▶ **Given exercise**
In the data, from the line that contains "trace the outline of every instance of the pink" through the end, inclusive, write the lines out again with "flower bud" changed to "blossom" and everything else left as it is, and do not include the picture.

•••••

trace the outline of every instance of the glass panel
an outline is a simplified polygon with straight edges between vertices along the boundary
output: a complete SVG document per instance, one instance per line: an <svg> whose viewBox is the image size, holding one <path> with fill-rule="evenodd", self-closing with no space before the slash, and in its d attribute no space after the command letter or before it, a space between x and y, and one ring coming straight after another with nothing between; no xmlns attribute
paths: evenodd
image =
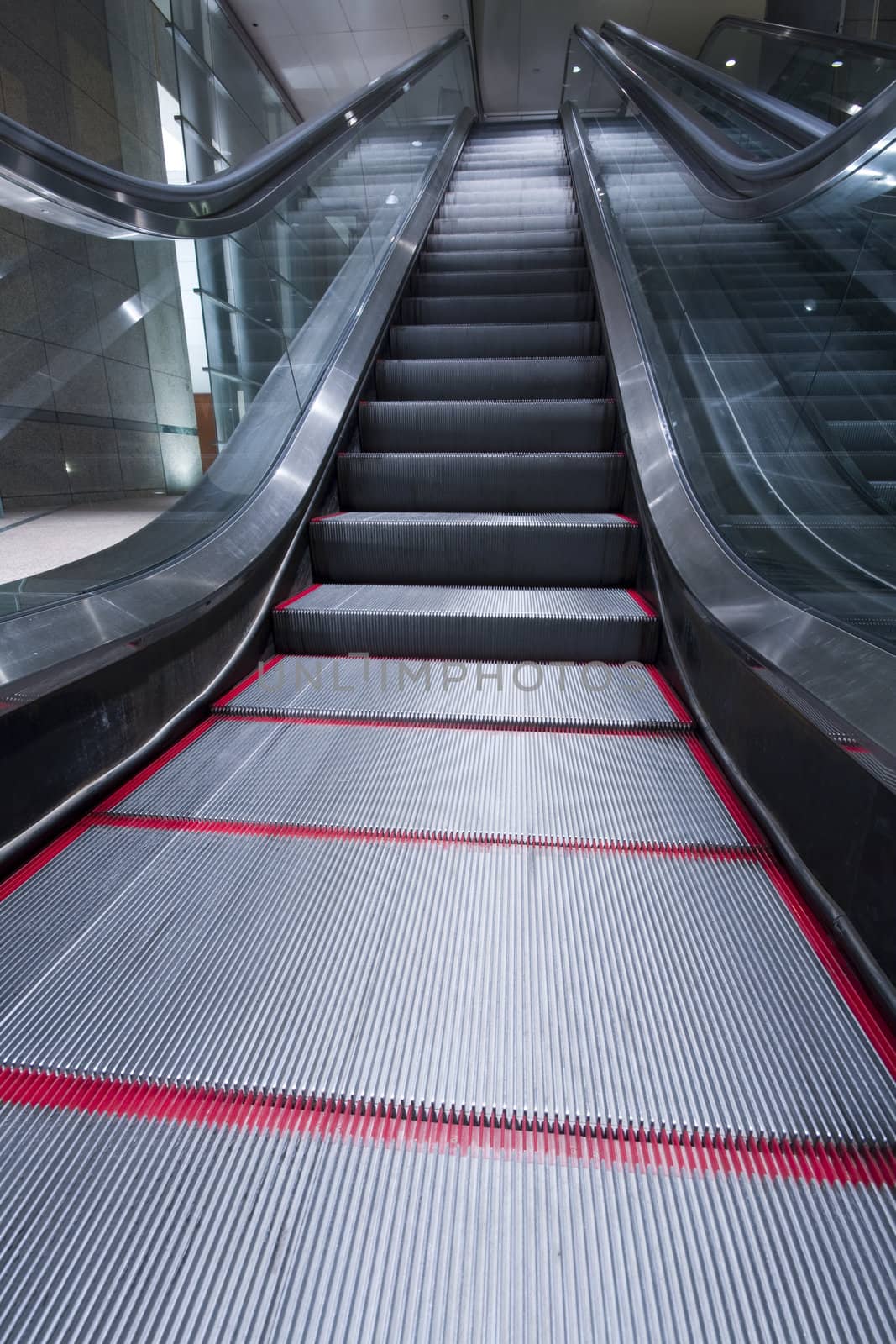
<svg viewBox="0 0 896 1344"><path fill-rule="evenodd" d="M574 44L571 65L591 63ZM584 79L567 83L574 101ZM661 136L582 108L681 466L731 548L896 642L896 176L888 151L786 218L704 210Z"/></svg>
<svg viewBox="0 0 896 1344"><path fill-rule="evenodd" d="M736 20L707 39L700 59L752 89L840 125L896 79L896 51L856 50L849 42L811 46L759 32Z"/></svg>
<svg viewBox="0 0 896 1344"><path fill-rule="evenodd" d="M180 122L183 141L175 134L177 105L164 89L159 99L169 180L184 180L187 172L206 176L220 168L223 151L232 152L239 137L246 137L242 148L259 144L254 117L274 116L275 102L263 94L249 116L206 65L210 52L218 59L222 40L208 4L176 0L173 9L191 39L181 32L175 42L180 113L188 118ZM226 73L236 48L227 52ZM228 78L235 87L232 71ZM0 614L159 564L208 536L253 495L364 304L457 112L472 99L465 47L406 86L379 116L347 125L339 146L251 227L195 249L66 235L85 261L55 258L44 288L54 341L67 343L71 358L54 359L47 370L44 356L30 368L23 353L21 387L0 414L0 446L5 439L7 453L23 464L27 507L30 482L42 473L58 487L52 508L70 505L75 487L87 497L91 482L107 478L114 454L116 478L125 493L126 482L140 482L145 503L136 507L145 513L137 524L120 520L118 534L97 523L93 535L105 548L93 540L95 554L74 563L63 563L63 548L60 567L38 573L44 550L17 573L0 569ZM13 233L5 237L0 284L15 286L16 249L30 245ZM0 231L0 245L3 238ZM90 423L56 423L54 407L66 395L81 398ZM26 413L43 409L35 427ZM133 535L120 542L128 531Z"/></svg>

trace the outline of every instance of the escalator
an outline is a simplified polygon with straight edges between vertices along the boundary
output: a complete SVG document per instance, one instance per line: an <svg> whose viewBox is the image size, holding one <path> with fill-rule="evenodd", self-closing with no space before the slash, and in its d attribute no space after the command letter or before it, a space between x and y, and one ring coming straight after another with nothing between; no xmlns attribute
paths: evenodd
<svg viewBox="0 0 896 1344"><path fill-rule="evenodd" d="M363 390L328 405L263 661L0 887L0 1339L892 1339L896 1034L681 675L709 617L670 655L670 491L583 175L689 302L724 271L739 319L810 343L789 288L817 277L786 220L689 219L635 117L575 124L461 128ZM774 310L740 284L759 239ZM803 370L750 383L713 302L772 426L759 488L790 454L805 516L815 439L774 441ZM654 355L712 425L717 366ZM853 383L823 384L822 466L889 527ZM700 466L746 570L768 500ZM832 792L861 769L786 712Z"/></svg>

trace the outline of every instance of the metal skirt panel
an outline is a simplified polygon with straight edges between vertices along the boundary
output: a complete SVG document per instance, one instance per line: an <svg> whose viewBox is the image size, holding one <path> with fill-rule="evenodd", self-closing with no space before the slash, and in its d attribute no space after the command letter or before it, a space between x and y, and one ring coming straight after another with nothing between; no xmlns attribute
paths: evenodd
<svg viewBox="0 0 896 1344"><path fill-rule="evenodd" d="M657 629L625 589L325 583L274 612L281 653L650 663Z"/></svg>
<svg viewBox="0 0 896 1344"><path fill-rule="evenodd" d="M536 509L598 513L618 508L622 453L343 453L340 500L349 509Z"/></svg>
<svg viewBox="0 0 896 1344"><path fill-rule="evenodd" d="M639 663L420 665L402 659L286 657L222 706L222 712L543 727L682 727L682 719Z"/></svg>
<svg viewBox="0 0 896 1344"><path fill-rule="evenodd" d="M892 1142L896 1082L755 860L95 828L0 907L3 1064ZM121 832L118 832L121 835ZM786 1030L782 1030L786 1024ZM848 1066L845 1066L848 1060Z"/></svg>
<svg viewBox="0 0 896 1344"><path fill-rule="evenodd" d="M875 1187L19 1107L0 1144L0 1339L16 1344L887 1344L896 1329L892 1192Z"/></svg>
<svg viewBox="0 0 896 1344"><path fill-rule="evenodd" d="M681 734L222 716L114 810L434 837L747 847Z"/></svg>
<svg viewBox="0 0 896 1344"><path fill-rule="evenodd" d="M333 583L621 586L641 530L615 513L341 513L309 527L314 575Z"/></svg>

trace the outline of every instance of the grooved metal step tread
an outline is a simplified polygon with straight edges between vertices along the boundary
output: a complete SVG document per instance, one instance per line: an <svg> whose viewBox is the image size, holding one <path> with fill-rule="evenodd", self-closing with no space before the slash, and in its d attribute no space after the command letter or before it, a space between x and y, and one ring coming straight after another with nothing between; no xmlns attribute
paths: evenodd
<svg viewBox="0 0 896 1344"><path fill-rule="evenodd" d="M509 258L512 262L516 257ZM586 267L555 266L547 270L513 269L418 271L411 290L419 298L443 294L578 294L591 289L591 271Z"/></svg>
<svg viewBox="0 0 896 1344"><path fill-rule="evenodd" d="M508 270L532 270L539 274L548 271L556 278L557 270L582 270L584 266L584 247L462 247L447 253L423 253L416 280L474 271L480 281L485 281L490 271Z"/></svg>
<svg viewBox="0 0 896 1344"><path fill-rule="evenodd" d="M619 508L622 453L341 453L340 500L351 509L537 509L566 513Z"/></svg>
<svg viewBox="0 0 896 1344"><path fill-rule="evenodd" d="M602 355L380 359L376 363L376 394L383 399L590 398L603 396L606 384L607 362Z"/></svg>
<svg viewBox="0 0 896 1344"><path fill-rule="evenodd" d="M532 1160L531 1134L502 1160L458 1136L353 1128L4 1107L7 1169L31 1176L0 1243L19 1344L46 1340L47 1320L63 1339L85 1321L124 1339L121 1320L141 1341L195 1344L312 1340L321 1321L340 1344L478 1344L504 1327L552 1344L733 1344L747 1327L892 1340L889 1189L642 1171L595 1144Z"/></svg>
<svg viewBox="0 0 896 1344"><path fill-rule="evenodd" d="M590 355L600 348L599 323L463 323L392 327L395 359Z"/></svg>
<svg viewBox="0 0 896 1344"><path fill-rule="evenodd" d="M622 586L639 528L618 513L333 513L309 526L314 577L330 583Z"/></svg>
<svg viewBox="0 0 896 1344"><path fill-rule="evenodd" d="M657 618L625 589L324 583L274 610L279 653L649 663Z"/></svg>
<svg viewBox="0 0 896 1344"><path fill-rule="evenodd" d="M470 840L751 847L681 732L219 716L113 810Z"/></svg>
<svg viewBox="0 0 896 1344"><path fill-rule="evenodd" d="M4 981L28 949L5 1066L893 1137L896 1081L751 860L94 827L4 902L0 948Z"/></svg>
<svg viewBox="0 0 896 1344"><path fill-rule="evenodd" d="M582 234L578 228L520 228L502 233L488 230L482 234L430 234L426 242L429 251L461 251L486 247L580 247Z"/></svg>
<svg viewBox="0 0 896 1344"><path fill-rule="evenodd" d="M543 727L688 728L686 711L642 663L596 667L402 659L281 657L219 714Z"/></svg>
<svg viewBox="0 0 896 1344"><path fill-rule="evenodd" d="M567 452L613 448L615 407L600 398L564 401L361 402L361 448L376 453Z"/></svg>

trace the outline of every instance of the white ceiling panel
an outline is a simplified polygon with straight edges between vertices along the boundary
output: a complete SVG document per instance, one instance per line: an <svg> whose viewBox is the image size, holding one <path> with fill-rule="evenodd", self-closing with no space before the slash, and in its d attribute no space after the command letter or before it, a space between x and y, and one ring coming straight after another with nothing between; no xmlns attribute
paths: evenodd
<svg viewBox="0 0 896 1344"><path fill-rule="evenodd" d="M333 102L341 102L373 78L361 59L353 32L309 32L302 42L321 83L333 94Z"/></svg>
<svg viewBox="0 0 896 1344"><path fill-rule="evenodd" d="M407 28L402 0L340 0L352 32Z"/></svg>
<svg viewBox="0 0 896 1344"><path fill-rule="evenodd" d="M461 0L402 0L408 28L435 28L442 23L463 27Z"/></svg>
<svg viewBox="0 0 896 1344"><path fill-rule="evenodd" d="M392 66L398 66L414 55L407 28L359 32L356 42L371 79L384 75Z"/></svg>
<svg viewBox="0 0 896 1344"><path fill-rule="evenodd" d="M437 28L408 28L407 35L411 39L411 51L424 51L426 47L431 47L434 42L441 42L442 38L447 38L449 32L454 32L458 26L455 23L443 23Z"/></svg>

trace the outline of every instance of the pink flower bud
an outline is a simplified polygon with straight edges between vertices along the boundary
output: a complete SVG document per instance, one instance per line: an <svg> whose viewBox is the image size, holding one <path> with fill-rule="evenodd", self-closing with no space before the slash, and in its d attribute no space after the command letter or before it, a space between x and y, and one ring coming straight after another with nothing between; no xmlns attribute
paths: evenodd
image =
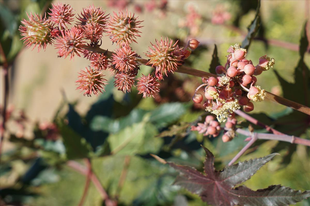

•••••

▶ **Exercise output**
trace the outline of every instance of the pink blossom
an outline is a simplified polygon with straight edges between vertices along the boundary
output: a complete SVG document per instance, one instance per line: an <svg> whose viewBox is the image size, holding one <path> with fill-rule="evenodd", self-closing with no space before the slash, and in its d attribute no space after the command letter or before it, a space between x and y, and one ring coming straight after another with nothing between; no xmlns attribute
paths: evenodd
image =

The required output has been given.